● **Supplied text**:
══════════════════════════════

Re: Scatter/Gather vector operations

Dzonatas <dzonatas@xxxxxxxxxx> · Sun, 08 Apr 2007 01:02:53 -0700

Tim Prince wrote:
Dzonatas wrote:
Is this the only portable way to do to a pack/unpack without asm()? 
How do I set it up differently to trigger a pack/unpack optimization?

Thank you.

If you're talking about optimization for a specific CPU, but you don't 
want to reveal which CPU that is, why even post this?
No. I'm just trying to get an idea of what direction the future of such 
code may take, as I also wonder what is the best format for now.
This code looks OK to me.  There isn't any special hardware support 
for this on commonly available CPUs, like Opteron or Xeon. Scalar 
moves should work as well as anything, and you are within the limits 
for efficient Write Combine buffering.  If you have problems, you 
won't get any help if you can't describe them more specifically.

The problem is bandwidth. Vector processes help greatly with that alone 
despite the matrix math.

══════════════════════════════

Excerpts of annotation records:
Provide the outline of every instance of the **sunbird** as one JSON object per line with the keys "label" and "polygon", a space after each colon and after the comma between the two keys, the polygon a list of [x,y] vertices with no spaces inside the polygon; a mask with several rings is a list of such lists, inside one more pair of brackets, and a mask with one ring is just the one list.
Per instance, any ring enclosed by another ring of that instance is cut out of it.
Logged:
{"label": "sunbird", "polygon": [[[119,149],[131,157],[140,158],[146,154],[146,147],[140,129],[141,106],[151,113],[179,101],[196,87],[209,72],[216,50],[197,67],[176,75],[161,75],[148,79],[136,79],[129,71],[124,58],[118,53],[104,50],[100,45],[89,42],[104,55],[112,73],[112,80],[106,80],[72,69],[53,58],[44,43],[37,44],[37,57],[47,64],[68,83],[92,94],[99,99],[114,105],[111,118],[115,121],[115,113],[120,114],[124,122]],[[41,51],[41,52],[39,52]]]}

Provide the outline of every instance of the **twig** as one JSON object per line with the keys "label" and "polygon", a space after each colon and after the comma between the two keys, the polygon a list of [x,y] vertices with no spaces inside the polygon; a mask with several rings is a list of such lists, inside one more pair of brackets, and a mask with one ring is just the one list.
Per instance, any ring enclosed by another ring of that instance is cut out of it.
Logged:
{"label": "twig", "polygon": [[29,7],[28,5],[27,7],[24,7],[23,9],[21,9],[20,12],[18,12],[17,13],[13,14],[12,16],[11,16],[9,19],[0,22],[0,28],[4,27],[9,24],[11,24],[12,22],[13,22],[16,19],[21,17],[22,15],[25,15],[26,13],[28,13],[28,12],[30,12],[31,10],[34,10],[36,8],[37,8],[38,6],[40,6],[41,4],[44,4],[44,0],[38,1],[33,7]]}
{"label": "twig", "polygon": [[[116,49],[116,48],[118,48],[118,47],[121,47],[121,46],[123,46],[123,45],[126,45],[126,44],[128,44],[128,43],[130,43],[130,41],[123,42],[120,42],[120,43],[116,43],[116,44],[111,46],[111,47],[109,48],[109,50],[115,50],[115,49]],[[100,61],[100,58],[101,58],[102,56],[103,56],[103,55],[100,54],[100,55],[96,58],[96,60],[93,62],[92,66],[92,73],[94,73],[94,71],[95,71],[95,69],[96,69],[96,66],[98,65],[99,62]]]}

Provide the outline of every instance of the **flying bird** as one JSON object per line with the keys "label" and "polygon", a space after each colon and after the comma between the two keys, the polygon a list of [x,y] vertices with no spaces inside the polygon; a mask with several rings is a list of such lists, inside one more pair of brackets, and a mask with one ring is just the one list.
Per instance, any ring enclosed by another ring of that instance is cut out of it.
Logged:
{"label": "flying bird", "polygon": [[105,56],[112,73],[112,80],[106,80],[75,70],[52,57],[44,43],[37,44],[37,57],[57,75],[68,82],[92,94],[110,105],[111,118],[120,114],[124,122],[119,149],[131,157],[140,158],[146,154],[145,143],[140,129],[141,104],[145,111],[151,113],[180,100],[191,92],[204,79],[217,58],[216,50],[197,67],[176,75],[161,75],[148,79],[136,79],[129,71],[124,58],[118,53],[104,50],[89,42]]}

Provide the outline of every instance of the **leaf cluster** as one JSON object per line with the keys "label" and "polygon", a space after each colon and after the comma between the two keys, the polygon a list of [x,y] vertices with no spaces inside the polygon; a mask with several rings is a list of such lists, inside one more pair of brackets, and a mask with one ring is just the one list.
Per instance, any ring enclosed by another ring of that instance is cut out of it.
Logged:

══════════════════════════════

● **What you should do**:
Continue the forum reply about scatter/gather vector operations, starting after its last sentence.

● **Final result**:
Currently, there are immediate targets for SSE2 and Altivec enabled 
architectures. I could probably write assembly code to overcome it with 
instructions to unpack a vector and scatter the data that is specific 
for SSE2/Altivec, but I don't want to aim that short. I would like to 
avoid the assembly code if possible.

For example, is there a formal way to use a vector register as a pointer 
to main memory to fetch that data into another vector register. I know 
this is beyond the basic vector operations implemented now, but like:

for(i=0;i<100;i++) {
*vector_reg1 = vector_reg2;   // scatter each data element from reg2 
into memory pointed to by each associated element in reg1
vector_reg1++;
}

Thanks for the response.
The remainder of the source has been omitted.